------ Provided passage ------

Doors on the side of the stage open. One after another, each performer enters the stage and heads to their respective area, getting settled in their space. Tom Baldwin, the bassist, Matt Belzer, the saxophonist, Tom Lagana, guitarist, Michael Noonan, vibraphonist, Scott Tiemann, drummer and Tom Williams, trumpet. The count-off begins: “a one, a two, a one two three and…”
The first song, written by Tiemann, entitled “Aggression,” felt like something one would expect from a general modern jazz combo, very smooth and swinging. The tune started with the head being played by the trumpet and tenor saxophone. The vibes played the chords in place of the piano, as the pianist could not make the performance. There were solos from the trumpet, vibes and sax and closing with the head being played once again.
Belzer then introduced the performers, cracked a couple of jokes and stepped aside along with Noonan and Williams for the next piece entitled “Hangover.”
The song commenced with the main melody being played by the guitar. Its elegant, clear tone highlighted every note and chord played. The first solo by the bass player was nice, but rather quiet and hard to hear. After this solo, a quaint, laid back and smooth guitar solo took center stage, and closed with the main melody.
Following this song, the trumpet, sax and vibes made a reappearance on the next song, which had many portions of it written by Belzer’s son. The head was once again in the trumpet and sax, but this time around, Belzer was playing on a soprano saxophone. The drums were heavier with much more bass. Right before the solo, which once again showcased Belzer, Williams and Noonan, there was some “organized chaos” leading up to the solos.

------

* _Using the information_
- a) Echo the jazz combo concert review between "Following this song, the" and "to the solos.", inclusive.
- b) Proceed with the jazz combo concert review, picking up after its final sentence.
The entries are not needed for anything here.

------ Dataset records ------

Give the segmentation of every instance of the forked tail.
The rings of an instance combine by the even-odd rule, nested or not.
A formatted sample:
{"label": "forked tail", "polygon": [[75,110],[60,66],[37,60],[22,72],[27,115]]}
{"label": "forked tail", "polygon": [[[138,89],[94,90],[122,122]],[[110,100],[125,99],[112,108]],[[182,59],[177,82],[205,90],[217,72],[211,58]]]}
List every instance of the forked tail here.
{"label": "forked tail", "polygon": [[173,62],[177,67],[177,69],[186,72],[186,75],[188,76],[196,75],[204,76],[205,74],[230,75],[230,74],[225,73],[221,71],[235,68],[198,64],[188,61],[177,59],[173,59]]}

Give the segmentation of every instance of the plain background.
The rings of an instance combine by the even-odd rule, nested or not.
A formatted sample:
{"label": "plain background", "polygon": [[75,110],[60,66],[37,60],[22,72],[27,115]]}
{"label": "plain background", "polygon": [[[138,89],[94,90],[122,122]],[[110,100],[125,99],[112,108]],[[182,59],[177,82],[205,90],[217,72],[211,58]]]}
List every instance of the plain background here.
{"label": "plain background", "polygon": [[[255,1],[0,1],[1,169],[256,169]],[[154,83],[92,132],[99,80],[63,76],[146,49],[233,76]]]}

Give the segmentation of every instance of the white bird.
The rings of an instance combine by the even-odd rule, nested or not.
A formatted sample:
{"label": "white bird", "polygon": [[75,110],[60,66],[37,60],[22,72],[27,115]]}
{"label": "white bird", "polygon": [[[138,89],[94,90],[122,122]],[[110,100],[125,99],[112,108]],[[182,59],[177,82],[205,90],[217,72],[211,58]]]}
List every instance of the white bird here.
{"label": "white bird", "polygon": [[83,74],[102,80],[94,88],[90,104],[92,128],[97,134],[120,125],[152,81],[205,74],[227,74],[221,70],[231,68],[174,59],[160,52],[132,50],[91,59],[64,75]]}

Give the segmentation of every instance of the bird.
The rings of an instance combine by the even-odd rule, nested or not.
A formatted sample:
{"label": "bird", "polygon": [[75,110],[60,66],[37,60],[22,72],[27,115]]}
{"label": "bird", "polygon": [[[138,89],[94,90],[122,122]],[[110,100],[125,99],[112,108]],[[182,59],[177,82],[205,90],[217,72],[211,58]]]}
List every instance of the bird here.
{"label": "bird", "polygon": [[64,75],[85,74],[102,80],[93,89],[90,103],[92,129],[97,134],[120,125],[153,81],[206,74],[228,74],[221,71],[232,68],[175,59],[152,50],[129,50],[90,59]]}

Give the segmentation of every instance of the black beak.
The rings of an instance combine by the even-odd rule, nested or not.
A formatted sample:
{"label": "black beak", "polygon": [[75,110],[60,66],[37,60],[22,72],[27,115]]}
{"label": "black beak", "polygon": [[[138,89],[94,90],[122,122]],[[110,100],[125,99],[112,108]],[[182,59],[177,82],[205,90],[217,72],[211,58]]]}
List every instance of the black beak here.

------

* _Answers per task_
- a)
Following this song, the trumpet, sax and vibes made a reappearance on the next song, which had many portions of it written by Belzer’s son. The head was once again in the trumpet and sax, but this time around, Belzer was playing on a soprano saxophone. The drums were heavier with much more bass. Right before the solo, which once again showcased Belzer, Williams and Noonan, there was some “organized chaos” leading up to the solos.

- b)
The next tune was written by Lagana and entitled “A Man and His Cane,” featuring just the vibes and guitar. The tune was heavenly and soft, as if one were floating on a cloud. The melody and chords switched between the guitar and vibes. Not the most common combination, but these instruments accompanied each other well.
“Milestones” was the next song on the roster for the night, and to the disappointment of some, it was the John Lewis version, not the Miles Davis tune from the album containing the same name.
Afterwards, there was song written by Belzer for one of his sons when he was younger. The vibes took a seat on this tune, and the song followed a similar formula to the others, with a little guitar solo before the trumpet, and alto sax solo (in which Belzer went awesomely nuts, playing in a similar fashion to saxophonist Ernie Watts).
To close the evening, the final piece was a Joe Henderson piece. The head was once again in the trumpets, followed by a guitar solo, tenor sax solo, vibes solo and a somewhat conservative drum solo.
Although the concert was a great way to enjoy a rather quiet Friday night, it was hard to avoid feeling that the musicians held back a bit. While the songs were pleasant, they seemed predictable, and there was a lack of variety in the tunes played, as if they were playing what people expected to hear, rather than what they wanted to play.
Mark Gabriana, a freshman biology major, felt the concert was, “very typical jazz music that you hear people play on YouTube, nothing too extraordinary, enough to spark a jazz interest in the audience.”
While some students may have found the concert rather bland, there were others who really enjoyed it. Matthew Williams, a freshman psychology major, found the concert to be entertaining and a good showcase of the talent in UMBC’s music department. “I really liked the use of the vibraphone and I thought it accompanied the sax and trumpet really well. It was much more up there which you don’t see a lot in jazz.”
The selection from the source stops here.